**Instructions for the task**. Can you turn all of the records below into a numbered list, skipping any blank lines and leaving the pictures out?

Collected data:
###

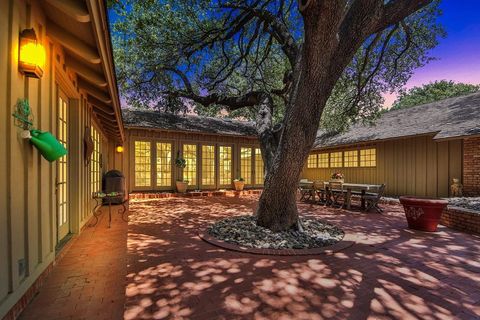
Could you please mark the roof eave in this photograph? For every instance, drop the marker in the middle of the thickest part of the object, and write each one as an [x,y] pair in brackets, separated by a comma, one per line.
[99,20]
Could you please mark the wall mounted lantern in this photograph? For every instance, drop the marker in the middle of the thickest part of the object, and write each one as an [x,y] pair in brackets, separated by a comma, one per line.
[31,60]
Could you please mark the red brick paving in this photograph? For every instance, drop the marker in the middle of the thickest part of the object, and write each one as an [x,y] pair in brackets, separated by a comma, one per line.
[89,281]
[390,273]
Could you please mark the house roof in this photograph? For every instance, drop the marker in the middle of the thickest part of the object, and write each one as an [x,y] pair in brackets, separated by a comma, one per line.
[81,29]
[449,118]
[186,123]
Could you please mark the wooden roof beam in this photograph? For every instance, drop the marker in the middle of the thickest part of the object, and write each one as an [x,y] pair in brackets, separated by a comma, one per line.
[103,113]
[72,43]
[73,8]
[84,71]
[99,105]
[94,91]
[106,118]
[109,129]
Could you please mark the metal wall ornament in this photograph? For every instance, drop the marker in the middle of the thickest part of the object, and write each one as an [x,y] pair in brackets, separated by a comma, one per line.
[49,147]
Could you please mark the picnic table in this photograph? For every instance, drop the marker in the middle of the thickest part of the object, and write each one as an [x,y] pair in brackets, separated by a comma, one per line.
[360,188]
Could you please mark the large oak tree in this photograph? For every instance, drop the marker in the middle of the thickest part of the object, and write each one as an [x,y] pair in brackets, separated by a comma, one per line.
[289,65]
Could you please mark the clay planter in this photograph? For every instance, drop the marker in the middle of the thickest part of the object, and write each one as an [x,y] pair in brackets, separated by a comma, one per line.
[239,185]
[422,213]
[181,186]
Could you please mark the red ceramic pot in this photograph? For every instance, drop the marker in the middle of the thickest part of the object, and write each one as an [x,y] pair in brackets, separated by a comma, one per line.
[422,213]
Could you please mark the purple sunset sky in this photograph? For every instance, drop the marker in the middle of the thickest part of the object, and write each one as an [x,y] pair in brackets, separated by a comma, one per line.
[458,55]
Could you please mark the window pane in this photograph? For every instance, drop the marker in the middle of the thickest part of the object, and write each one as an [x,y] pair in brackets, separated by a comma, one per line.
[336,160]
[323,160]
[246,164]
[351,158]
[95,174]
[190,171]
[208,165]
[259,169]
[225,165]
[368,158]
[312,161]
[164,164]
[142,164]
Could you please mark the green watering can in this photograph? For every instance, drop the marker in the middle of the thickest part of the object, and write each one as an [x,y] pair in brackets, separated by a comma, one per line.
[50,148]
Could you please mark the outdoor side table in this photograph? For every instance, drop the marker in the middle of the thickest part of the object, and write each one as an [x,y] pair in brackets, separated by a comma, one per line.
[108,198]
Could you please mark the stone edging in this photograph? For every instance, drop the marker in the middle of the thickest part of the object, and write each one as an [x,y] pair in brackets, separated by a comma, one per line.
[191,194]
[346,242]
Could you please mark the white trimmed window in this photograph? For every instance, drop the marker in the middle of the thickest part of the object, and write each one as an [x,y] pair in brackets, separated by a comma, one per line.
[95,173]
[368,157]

###

**Task answer**.
1. Could you please mark the roof eave in this photograph? For every instance, drop the marker in the middle of the thickest part of the object, and write each one as an [x,y] pair in brackets, separated by a comma, one per line.
2. [99,20]
3. Could you please mark the wall mounted lantern in this photograph? For every instance, drop the marker in the middle of the thickest part of the object, and write each one as an [x,y] pair in brackets, separated by a comma, one per line.
4. [31,60]
5. Could you please mark the red brick paving in this photograph? For every instance, drop the marker in the middle of the thickest part of the object, and write each one as an [x,y] pair in brackets, separated by a comma, one per line.
6. [89,281]
7. [390,273]
8. Could you please mark the house roof in this photograph? For every instance, drop the marker in the middle of the thickest part of the object, and write each one as an [x,y] pair in brackets, separated by a comma, one per line.
9. [81,29]
10. [449,118]
11. [186,123]
12. Could you please mark the wooden roof beam in this photograph? For every instance, drop the marker in the middle of the thickest part of the object, and write each one as an [x,y] pair in brackets, separated by a comma, one per line.
13. [103,113]
14. [72,43]
15. [73,8]
16. [84,71]
17. [99,105]
18. [94,91]
19. [106,118]
20. [109,129]
21. Could you please mark the metal wall ornament in this photograph? For every instance, drop the marker in the middle of the thickest part of the object, and write each one as an [x,y] pair in brackets, separated by a comma, one per line.
22. [49,147]
23. Could you please mark the picnic table in this photograph? For every instance, drop the marker in the middle of the thickest part of the object, and write each one as an [x,y] pair in brackets, separated by a comma, one per line.
24. [360,188]
25. Could you please mark the large oak tree in this photograph? For every instance, drop the marker in the middle of the thickest part of the object, and write each one as an [x,y] pair in brackets, separated by a comma, one per line.
26. [289,65]
27. Could you please mark the clay planter in this photograph? For every instance, drop the marker in the middle of the thickest part of the object, and write each one as an [x,y] pair in brackets, separated by a comma, one per line.
28. [239,185]
29. [422,213]
30. [181,186]
31. Could you please mark the red ceramic pot in this photograph? For every instance, drop the marker in the middle of the thickest part of the object, and write each one as an [x,y] pair in brackets, separated by a comma, one per line.
32. [422,213]
33. Could you please mark the purple sunset sky in this photograph? For every instance, drop the marker in the middle of the thickest part of the object, and write each one as an [x,y] pair in brackets, separated by a comma, one per line.
34. [458,55]
35. Could you please mark the window pane in this photograph? For every instance, drop the marker in the middle of the thickest part of the object, and write each one as an [x,y] pair in brackets, separated by a comma, one per line.
36. [336,160]
37. [323,160]
38. [246,164]
39. [351,158]
40. [95,174]
41. [190,171]
42. [208,165]
43. [259,169]
44. [225,165]
45. [368,158]
46. [312,161]
47. [164,164]
48. [142,164]
49. Could you please mark the green watering can in this photograph? For every instance, drop the marker in the middle of the thickest part of the object, and write each one as an [x,y] pair in brackets, separated by a comma, one per line.
50. [50,148]
51. Could you please mark the outdoor side table in this photograph? For every instance, drop the marker in the middle of the thickest part of the object, and write each one as an [x,y] pair in brackets, separated by a comma, one per line.
52. [108,198]
53. Could you please mark the stone edging in this photograph? For every instance, drop the marker in the middle of the thickest part of the object, and write each one as an [x,y] pair in brackets, separated by a comma, one per line.
54. [191,194]
55. [346,242]
56. Could you please mark the white trimmed window in this photograph? For every instance, drop the marker in the middle of the thickest part of the object, and write each one as an [x,y] pair in brackets, separated by a comma, one per line.
57. [95,173]
58. [368,157]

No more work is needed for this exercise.